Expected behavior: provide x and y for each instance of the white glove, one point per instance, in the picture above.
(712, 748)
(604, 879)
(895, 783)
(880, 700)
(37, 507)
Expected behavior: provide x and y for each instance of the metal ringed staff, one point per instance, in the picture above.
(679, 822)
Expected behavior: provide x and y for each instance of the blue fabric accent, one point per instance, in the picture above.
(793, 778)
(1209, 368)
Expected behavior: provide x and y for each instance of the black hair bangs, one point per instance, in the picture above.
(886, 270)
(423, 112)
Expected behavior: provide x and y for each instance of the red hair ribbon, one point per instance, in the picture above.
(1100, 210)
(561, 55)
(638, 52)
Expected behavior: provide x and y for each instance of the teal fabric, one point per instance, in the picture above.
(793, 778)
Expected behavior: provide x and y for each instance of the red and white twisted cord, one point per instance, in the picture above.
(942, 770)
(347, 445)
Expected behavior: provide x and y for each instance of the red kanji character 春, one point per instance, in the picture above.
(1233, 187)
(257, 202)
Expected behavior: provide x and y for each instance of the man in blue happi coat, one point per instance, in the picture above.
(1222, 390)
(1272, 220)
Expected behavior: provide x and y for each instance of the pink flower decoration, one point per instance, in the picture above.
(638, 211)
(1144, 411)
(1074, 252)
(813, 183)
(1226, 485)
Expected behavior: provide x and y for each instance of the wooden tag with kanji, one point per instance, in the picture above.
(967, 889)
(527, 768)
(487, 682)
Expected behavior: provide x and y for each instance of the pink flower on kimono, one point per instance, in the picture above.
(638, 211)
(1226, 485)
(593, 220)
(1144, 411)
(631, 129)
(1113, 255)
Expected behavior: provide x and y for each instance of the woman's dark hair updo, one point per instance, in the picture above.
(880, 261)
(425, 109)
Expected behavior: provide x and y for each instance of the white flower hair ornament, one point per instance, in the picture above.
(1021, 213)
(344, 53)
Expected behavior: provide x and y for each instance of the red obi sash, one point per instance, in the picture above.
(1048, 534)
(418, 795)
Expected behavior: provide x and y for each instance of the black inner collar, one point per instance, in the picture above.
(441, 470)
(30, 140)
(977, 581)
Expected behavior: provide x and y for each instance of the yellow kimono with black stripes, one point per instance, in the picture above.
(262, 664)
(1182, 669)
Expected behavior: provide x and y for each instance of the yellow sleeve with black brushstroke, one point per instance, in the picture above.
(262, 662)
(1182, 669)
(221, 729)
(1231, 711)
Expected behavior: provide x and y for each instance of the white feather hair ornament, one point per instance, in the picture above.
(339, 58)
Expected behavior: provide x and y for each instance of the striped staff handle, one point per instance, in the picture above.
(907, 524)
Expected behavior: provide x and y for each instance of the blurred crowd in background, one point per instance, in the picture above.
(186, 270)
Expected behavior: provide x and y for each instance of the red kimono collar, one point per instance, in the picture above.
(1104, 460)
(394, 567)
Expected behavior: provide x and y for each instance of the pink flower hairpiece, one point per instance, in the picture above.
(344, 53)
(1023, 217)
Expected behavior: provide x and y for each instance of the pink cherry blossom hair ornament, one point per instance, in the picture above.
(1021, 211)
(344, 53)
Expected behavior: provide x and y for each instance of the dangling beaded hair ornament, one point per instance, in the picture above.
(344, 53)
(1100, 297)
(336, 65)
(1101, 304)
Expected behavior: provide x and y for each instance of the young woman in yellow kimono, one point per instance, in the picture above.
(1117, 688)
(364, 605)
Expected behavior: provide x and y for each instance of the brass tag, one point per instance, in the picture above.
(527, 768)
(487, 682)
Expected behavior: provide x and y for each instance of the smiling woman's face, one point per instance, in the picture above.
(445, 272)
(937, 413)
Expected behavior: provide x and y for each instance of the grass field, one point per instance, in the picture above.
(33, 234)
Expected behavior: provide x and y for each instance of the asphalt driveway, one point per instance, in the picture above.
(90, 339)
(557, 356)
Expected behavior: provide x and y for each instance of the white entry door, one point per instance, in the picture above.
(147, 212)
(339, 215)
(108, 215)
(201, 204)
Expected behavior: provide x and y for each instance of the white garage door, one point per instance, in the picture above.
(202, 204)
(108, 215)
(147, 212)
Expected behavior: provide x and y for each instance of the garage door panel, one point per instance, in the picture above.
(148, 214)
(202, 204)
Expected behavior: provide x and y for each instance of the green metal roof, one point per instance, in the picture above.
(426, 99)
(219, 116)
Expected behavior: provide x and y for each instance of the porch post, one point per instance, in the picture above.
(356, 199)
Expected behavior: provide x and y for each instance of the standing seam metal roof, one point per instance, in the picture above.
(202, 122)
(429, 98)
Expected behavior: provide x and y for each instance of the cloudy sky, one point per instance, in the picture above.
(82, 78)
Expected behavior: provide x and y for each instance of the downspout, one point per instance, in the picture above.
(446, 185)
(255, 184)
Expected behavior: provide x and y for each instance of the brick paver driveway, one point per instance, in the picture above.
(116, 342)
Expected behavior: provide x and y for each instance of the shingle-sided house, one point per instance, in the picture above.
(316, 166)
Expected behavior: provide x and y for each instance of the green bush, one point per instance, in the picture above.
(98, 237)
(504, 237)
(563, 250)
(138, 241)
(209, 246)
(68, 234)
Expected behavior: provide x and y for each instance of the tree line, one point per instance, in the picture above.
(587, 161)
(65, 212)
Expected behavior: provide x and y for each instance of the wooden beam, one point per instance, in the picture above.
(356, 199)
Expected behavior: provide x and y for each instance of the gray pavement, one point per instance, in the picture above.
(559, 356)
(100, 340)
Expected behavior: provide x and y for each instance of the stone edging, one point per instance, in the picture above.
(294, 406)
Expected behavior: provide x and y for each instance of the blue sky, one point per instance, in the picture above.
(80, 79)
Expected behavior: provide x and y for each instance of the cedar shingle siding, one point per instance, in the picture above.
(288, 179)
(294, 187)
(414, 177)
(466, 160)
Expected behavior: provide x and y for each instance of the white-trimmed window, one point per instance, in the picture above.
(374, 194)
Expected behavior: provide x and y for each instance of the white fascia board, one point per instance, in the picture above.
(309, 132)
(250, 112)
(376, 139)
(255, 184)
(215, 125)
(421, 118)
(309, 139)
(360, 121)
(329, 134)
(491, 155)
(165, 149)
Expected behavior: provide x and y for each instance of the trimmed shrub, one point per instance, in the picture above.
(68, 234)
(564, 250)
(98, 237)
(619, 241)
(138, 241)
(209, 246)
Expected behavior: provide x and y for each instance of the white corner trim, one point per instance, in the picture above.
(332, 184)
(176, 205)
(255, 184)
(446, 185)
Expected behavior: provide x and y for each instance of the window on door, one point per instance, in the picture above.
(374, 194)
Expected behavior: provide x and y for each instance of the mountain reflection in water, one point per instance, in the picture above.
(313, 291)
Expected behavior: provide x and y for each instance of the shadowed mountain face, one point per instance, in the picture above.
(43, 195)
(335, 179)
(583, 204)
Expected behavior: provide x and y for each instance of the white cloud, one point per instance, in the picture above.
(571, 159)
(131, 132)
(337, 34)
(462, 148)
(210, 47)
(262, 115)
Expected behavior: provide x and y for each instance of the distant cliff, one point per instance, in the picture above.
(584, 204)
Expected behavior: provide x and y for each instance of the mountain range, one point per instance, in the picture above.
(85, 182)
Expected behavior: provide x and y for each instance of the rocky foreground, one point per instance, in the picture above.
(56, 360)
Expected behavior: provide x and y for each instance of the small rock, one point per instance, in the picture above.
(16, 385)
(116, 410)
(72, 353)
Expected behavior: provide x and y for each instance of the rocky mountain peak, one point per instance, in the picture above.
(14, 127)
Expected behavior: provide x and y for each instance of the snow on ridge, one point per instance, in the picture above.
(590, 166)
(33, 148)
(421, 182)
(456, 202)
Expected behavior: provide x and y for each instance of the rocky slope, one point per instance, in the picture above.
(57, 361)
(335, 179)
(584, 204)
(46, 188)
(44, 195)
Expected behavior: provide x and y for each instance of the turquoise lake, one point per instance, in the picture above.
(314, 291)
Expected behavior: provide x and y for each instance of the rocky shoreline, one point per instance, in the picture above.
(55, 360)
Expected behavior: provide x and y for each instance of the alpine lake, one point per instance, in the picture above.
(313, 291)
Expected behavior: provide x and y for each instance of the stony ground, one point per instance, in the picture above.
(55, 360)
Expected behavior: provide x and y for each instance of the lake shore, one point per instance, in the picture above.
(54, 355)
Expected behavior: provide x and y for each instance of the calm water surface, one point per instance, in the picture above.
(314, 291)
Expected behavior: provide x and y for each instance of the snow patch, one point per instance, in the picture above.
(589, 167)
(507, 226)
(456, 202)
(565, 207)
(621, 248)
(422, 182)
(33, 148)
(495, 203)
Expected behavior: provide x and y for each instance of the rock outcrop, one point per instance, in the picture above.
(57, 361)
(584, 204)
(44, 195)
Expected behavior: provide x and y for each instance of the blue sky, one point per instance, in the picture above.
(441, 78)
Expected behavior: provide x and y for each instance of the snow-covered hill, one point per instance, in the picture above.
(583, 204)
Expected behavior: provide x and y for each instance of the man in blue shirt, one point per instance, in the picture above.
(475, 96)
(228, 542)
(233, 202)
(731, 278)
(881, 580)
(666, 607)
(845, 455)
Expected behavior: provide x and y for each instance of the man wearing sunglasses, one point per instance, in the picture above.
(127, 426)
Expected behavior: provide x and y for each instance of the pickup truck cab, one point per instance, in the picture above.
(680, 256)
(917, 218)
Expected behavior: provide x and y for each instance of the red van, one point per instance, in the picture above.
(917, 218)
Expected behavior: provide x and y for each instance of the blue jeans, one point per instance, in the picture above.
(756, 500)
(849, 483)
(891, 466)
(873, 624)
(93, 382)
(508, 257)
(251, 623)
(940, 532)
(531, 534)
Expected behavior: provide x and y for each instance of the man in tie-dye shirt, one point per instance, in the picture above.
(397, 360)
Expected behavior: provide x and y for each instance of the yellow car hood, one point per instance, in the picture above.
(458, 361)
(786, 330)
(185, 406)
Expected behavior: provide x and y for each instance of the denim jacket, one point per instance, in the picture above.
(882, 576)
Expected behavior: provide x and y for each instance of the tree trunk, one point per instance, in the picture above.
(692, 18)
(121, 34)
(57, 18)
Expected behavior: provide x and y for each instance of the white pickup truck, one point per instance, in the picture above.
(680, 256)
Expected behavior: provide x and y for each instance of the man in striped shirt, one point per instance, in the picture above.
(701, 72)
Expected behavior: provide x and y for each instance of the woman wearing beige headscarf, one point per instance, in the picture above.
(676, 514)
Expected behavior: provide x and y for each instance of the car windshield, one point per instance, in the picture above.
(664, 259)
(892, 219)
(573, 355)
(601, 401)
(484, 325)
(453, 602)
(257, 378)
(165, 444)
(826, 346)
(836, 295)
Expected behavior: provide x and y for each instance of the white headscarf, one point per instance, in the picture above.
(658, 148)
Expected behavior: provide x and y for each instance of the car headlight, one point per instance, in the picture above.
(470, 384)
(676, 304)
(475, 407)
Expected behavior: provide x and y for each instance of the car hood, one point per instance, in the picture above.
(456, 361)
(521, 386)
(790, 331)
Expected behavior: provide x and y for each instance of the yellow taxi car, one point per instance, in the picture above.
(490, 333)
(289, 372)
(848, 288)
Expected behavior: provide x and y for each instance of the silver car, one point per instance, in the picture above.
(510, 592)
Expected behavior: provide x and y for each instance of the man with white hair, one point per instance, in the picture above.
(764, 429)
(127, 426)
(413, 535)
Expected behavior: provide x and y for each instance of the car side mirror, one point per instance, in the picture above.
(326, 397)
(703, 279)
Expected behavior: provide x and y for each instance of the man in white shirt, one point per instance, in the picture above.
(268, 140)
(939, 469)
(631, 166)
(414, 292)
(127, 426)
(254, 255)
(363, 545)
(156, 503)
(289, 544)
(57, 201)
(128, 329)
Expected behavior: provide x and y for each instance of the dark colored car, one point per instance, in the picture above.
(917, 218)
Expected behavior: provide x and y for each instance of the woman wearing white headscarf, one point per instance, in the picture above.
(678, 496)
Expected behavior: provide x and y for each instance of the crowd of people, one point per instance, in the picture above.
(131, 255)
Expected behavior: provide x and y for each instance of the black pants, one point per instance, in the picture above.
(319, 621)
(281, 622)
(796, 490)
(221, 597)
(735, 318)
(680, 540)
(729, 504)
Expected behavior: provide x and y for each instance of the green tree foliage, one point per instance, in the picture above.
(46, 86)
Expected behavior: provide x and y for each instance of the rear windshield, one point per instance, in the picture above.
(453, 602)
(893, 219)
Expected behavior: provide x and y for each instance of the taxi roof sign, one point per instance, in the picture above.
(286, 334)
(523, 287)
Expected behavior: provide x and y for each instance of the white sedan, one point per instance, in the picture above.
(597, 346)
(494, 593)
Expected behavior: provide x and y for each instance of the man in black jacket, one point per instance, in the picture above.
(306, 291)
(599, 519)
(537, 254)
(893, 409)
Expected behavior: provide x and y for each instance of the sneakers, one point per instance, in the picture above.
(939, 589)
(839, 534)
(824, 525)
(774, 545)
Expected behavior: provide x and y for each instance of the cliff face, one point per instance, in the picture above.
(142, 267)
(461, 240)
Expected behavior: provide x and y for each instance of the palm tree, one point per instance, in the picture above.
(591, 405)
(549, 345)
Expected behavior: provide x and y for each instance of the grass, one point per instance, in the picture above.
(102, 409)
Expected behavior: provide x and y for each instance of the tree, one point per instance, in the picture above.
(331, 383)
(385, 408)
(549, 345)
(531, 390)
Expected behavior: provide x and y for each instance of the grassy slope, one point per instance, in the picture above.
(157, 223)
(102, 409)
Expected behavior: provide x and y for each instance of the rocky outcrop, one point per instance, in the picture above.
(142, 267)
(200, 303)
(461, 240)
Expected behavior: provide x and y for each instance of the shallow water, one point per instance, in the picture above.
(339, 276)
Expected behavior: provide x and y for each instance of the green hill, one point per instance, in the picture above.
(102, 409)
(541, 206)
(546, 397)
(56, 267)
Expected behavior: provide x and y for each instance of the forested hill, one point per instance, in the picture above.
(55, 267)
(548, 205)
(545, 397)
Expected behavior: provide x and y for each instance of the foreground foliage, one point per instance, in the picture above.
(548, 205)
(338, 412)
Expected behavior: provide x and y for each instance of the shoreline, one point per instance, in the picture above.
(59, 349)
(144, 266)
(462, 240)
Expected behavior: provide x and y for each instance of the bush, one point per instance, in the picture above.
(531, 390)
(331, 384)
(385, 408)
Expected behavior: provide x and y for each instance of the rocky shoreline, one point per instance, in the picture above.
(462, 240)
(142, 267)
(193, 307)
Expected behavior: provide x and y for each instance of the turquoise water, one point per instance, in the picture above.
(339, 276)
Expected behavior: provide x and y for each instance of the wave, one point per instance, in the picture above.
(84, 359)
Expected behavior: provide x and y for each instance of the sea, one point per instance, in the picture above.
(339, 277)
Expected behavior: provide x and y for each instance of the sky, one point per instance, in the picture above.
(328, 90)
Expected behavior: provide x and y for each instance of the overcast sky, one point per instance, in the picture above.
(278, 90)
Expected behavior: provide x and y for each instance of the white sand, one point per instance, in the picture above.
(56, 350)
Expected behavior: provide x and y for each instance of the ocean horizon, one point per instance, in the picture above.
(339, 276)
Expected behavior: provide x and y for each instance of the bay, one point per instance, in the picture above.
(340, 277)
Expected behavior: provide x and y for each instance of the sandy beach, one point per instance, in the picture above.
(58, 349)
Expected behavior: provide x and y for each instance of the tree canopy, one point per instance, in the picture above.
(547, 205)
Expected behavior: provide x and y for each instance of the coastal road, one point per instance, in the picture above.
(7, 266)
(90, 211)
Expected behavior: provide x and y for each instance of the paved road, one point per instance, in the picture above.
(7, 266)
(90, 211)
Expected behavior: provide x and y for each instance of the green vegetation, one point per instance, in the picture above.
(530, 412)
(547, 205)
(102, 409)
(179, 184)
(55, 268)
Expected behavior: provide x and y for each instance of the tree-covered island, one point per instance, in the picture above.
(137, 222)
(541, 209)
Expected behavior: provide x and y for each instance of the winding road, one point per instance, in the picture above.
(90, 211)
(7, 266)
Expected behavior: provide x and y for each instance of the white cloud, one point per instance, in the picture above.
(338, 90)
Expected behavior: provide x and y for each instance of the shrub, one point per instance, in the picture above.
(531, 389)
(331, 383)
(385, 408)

================================

Everything from the line containing "of the tree-covered" through the last line of the records must be given again exactly; leave out all other lines.

Expected behavior: provide x and y for each instance of the tree-covered island, one point per instance, in the picture above.
(137, 222)
(541, 209)
Expected behavior: provide x and y for each instance of the winding road, one point per instance, in the picture above.
(90, 211)
(7, 266)
Expected behavior: provide x and y for each instance of the white cloud, one point per instance, in the picture above.
(338, 90)
Expected behavior: provide x and y for each instance of the shrub, one point per instance, in the picture above.
(531, 389)
(331, 383)
(385, 408)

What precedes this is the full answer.